--- begin Data to use ---

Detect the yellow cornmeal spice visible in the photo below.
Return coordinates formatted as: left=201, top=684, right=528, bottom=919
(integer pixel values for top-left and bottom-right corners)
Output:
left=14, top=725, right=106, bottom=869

--- end Data to use ---
--- begin Data to use ---

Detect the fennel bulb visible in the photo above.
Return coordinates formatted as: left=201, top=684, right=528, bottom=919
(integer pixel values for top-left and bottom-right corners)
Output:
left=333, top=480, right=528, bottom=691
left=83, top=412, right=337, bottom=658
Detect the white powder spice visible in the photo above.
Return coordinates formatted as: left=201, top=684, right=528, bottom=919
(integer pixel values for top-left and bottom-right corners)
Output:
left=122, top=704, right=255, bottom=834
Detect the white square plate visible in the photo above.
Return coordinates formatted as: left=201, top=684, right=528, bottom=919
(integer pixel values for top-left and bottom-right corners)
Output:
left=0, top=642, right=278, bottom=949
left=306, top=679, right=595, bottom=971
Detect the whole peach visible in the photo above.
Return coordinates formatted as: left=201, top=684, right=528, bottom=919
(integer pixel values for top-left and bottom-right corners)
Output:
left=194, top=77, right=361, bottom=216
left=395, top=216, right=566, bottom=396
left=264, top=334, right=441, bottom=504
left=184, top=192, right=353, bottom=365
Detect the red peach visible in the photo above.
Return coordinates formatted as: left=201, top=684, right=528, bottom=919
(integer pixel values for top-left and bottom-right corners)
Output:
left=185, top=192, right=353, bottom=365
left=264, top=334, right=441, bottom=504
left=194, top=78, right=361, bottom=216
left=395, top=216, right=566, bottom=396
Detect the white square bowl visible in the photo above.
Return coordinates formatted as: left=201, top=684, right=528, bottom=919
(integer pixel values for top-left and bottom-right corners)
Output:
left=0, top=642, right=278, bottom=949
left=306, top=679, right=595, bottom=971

--- end Data to use ---

* _What you are asked to do_
Count the lines in the items that contain the string "above", treating uppercase and lowercase as different. Reply with the number alone.

* _The result_
6